First off, thank you for considering contributing to LogLynx! It's people like you that make LogLynx a great tool for log analytics.

Table of Contents

Code of Conduct

This project and everyone participating in it is governed by our Code of Conduct. By participating, you are expected to uphold this code. Please report unacceptable behavior to [conduct email].

How Can I Contribute?

Reporting Bugs

Before creating bug reports, please check the existing issues to avoid duplicates. When creating a bug report, include as many details as possible:

Great Bug Reports tend to have:

  • A quick summary and/or background
  • Steps to reproduce
    • Be specific!
    • Give sample code if you can
    • Include log output
  • What you expected would happen
  • What actually happens
  • Notes (possibly including why you think this might be happening, or stuff you tried that didn't work)

Use the Bug Report Template:

**Environment:**
- OS: [e.g., Ubuntu 22.04, Windows 11, macOS 14]
- Docker version (if applicable): [e.g., 24.0.7]
- LogLynx version: [e.g., 3.0.0]
- Go version (if building from source): [e.g., 1.21.5]

**Describe the bug:**
A clear and concise description of what the bug is.

> _SUPPLIED ENTRIES_:
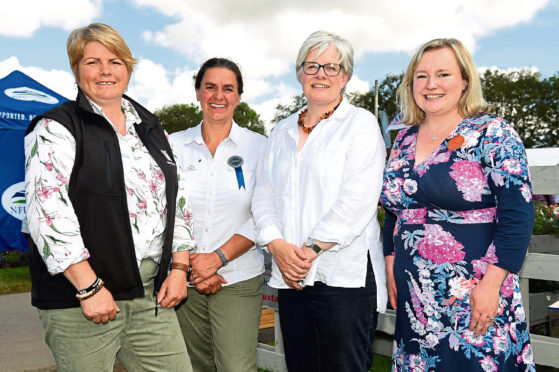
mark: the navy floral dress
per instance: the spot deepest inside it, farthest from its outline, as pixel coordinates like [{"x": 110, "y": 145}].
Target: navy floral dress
[{"x": 469, "y": 204}]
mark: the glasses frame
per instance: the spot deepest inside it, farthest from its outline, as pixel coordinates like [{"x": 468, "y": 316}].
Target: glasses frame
[{"x": 321, "y": 67}]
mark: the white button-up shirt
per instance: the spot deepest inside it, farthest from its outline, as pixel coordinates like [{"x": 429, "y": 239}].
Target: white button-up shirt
[
  {"x": 328, "y": 191},
  {"x": 50, "y": 151},
  {"x": 221, "y": 208}
]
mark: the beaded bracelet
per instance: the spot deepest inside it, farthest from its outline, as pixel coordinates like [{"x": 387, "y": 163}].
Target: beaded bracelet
[
  {"x": 222, "y": 257},
  {"x": 179, "y": 266},
  {"x": 84, "y": 294}
]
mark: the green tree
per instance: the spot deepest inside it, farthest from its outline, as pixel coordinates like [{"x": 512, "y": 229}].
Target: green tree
[
  {"x": 181, "y": 116},
  {"x": 283, "y": 111},
  {"x": 248, "y": 118},
  {"x": 386, "y": 100},
  {"x": 528, "y": 102}
]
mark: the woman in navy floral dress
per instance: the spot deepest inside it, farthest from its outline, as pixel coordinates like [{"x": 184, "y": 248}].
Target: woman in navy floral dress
[{"x": 458, "y": 223}]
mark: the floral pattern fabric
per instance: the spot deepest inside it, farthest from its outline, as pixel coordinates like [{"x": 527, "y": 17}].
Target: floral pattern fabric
[
  {"x": 469, "y": 204},
  {"x": 50, "y": 151}
]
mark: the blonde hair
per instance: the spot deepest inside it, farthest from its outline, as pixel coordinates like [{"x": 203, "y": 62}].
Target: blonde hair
[
  {"x": 101, "y": 33},
  {"x": 471, "y": 102}
]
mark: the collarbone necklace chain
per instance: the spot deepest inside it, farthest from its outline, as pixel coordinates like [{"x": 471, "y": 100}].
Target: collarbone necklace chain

> _WHAT TO DO_:
1: Copy out the rows word for word, from the line with "mark: the floral pattern fabric" up to and including the last line of the rows.
2: Continue the guide to contributing to LogLynx from the point where it stops.

> _ANSWERS GIVEN_:
1:
mark: the floral pattern fabric
per instance: the spot deepest inside it, farthest from its outline, as pixel coordinates like [{"x": 527, "y": 17}].
Target: floral pattern fabric
[
  {"x": 469, "y": 204},
  {"x": 50, "y": 151}
]
mark: the blonde hair
per instance: the spot deepest inside it, farthest from its outline, as pixel coordinates like [{"x": 203, "y": 62}].
Target: blonde hair
[
  {"x": 101, "y": 33},
  {"x": 471, "y": 102}
]
mark: the collarbone necklace chain
per instance: the spot deepest inside it, farthest from its outline, as pixel coordinates like [{"x": 471, "y": 100}].
Target: collarbone necklace chain

2:
**To Reproduce:**
Steps to reproduce the behavior:
1. Configure '...'
2. Run command '...'
3. See error

**Expected behavior:**
A clear and concise description of what you expected to happen.

**Logs:**

Paste relevant logs here


**Additional context:**
Add any other context about the problem here.

Suggesting Enhancements

Enhancement suggestions are tracked as GitHub issues. When creating an enhancement suggestion:

  • Use a clear and descriptive title
  • Provide a step-by-step description of the suggested enhancement
  • Provide specific examples to demonstrate the steps
  • Describe the current behavior and explain the behavior you'd like to see
  • Explain why this enhancement would be useful to most LogLynx users
  • List any similar features in other log analytics tools

Your First Code Contribution

Unsure where to begin? You can start by looking through these issues:

  • good-first-issue - Issues which should only require a few lines of code
  • help-wanted - Issues which should be a bit more involved
  • documentation - Documentation improvements

Pull Requests

The process described here has several goals:

  • Maintain LogLynx's quality
  • Fix problems that are important to users
  • Engage the community in working toward the best possible LogLynx
  • Enable a sustainable system for maintainers to review contributions

Please follow these steps:

  1. Fork the repo and create your branch from main
  2. Make your changes following our styleguides
  3. Add tests if you've added code that should be tested
  4. Update documentation if you've changed APIs or added features
  5. Ensure the test suite passes (go test ./...)
  6. Make sure your code builds (go build ./cmd/server)
  7. Issue the pull request!

Pull Request Template:

## Description
Brief description of what this PR does.

## Motivation and Context
Why is this change required? What problem does it solve?
Fixes # (issue)

## Type of Change
- [ ] Bug fix (non-breaking change which fixes an issue)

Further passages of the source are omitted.